◆ **TO BE DONE**:
1. According to the passage on the myCopter project, below what altitude would the vehicles fly so that the traffic system can stay outside controlled airspace?
2. Carry on the passage about the myCopter project from its last sentence.

◆ **TEXT SEGMENT**:
"""

The myCopter project envisions that the PAVs and PATS (personal air transport systems) would initially be used to fly at low altitudes for domestic travel between homes and working places. By flying below 2000 feet, the new traffic system hopes to operate outside of controlled airspace, without ground-based traffic control and without impacting on existing air traffic. Whilst the concept sounds very appealing, considerable hurdles remain to be tackled involving aerospace legislation, security and town planning for landing, taking-off and parking.
"Security issues are an important topic that requires extensive attention when the vision of the myCopter project becomes reality, but we foresee that automation will play a big and important role in the entire transportation system," explains Dr. Bülthoff. "Therefore it could be highly likely that no-flight zones that PAVs simply could not fly in will be designed, because the automation that is onboard will not allow the vehicle to be directed towards these zones."

"""

◆ **SOURCE MATERIAL**:

"""

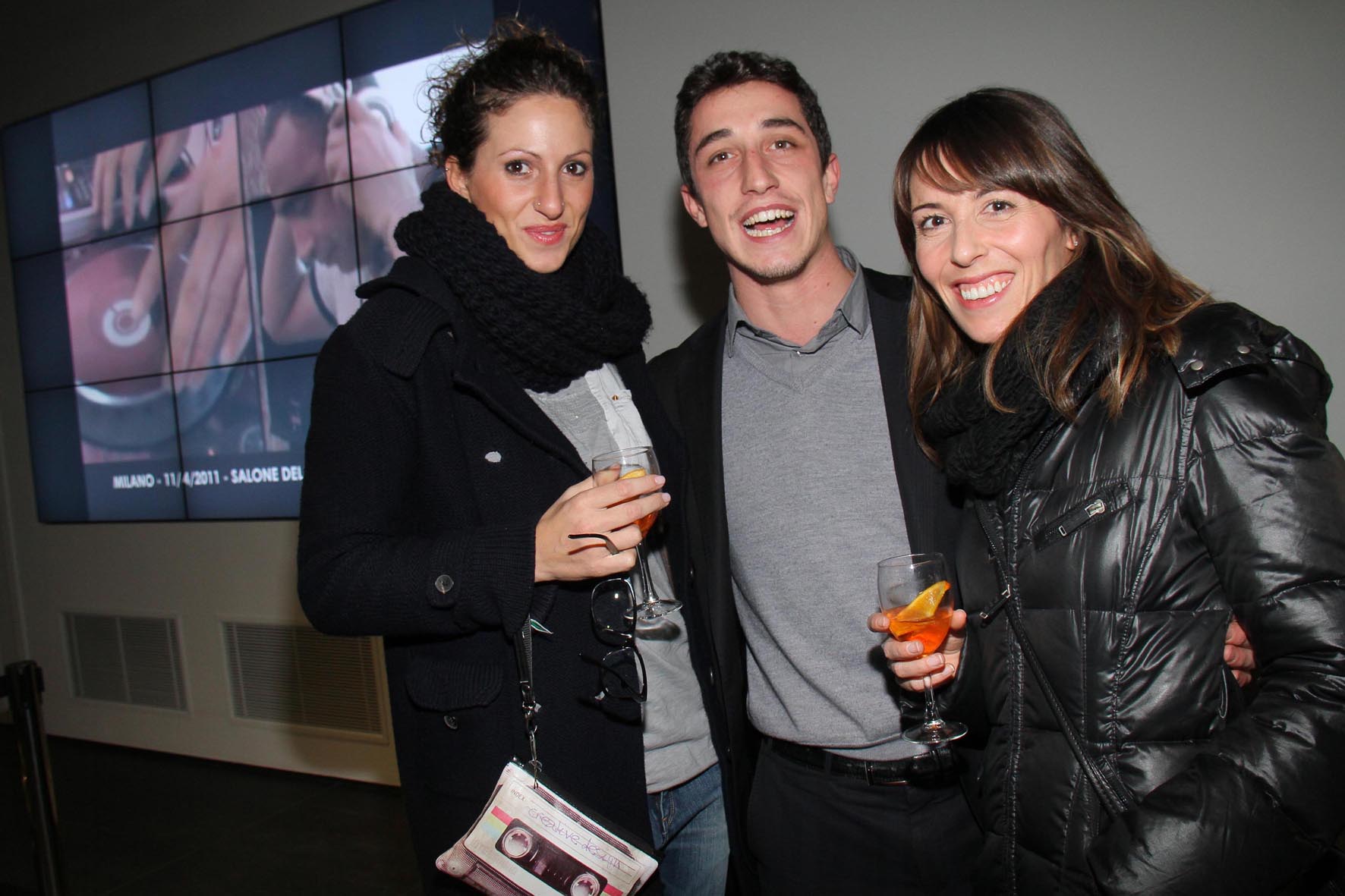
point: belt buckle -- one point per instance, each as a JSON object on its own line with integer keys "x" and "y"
{"x": 869, "y": 769}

"""

◆ **PER-TASK OUTPUTS**:
1. Below 2000 feet.

2.
Another attraction of the myCopter project is its potential to reduce greenhouse emissions by facilitating travel that is more direct between departure and arrival points. Due to the fact that the average myCopter scenario would cover shorter distances (under 100 km / 62 miles) and transport 1-2 passengers, future air vehicles could become completely electric.
"Already now there are technology demonstrators such as the eCO2Avia from EADS that show that electrically powered vertical flight is possible, even though a diesel generator is currently still required to charge the batteries for sustained flight," added Dr. Bülthoff.
myCopter plans to use unmanned aerial vehicles to demonstrate the automation technologies it has developed, including obstacle avoidance, path planning and formation flying.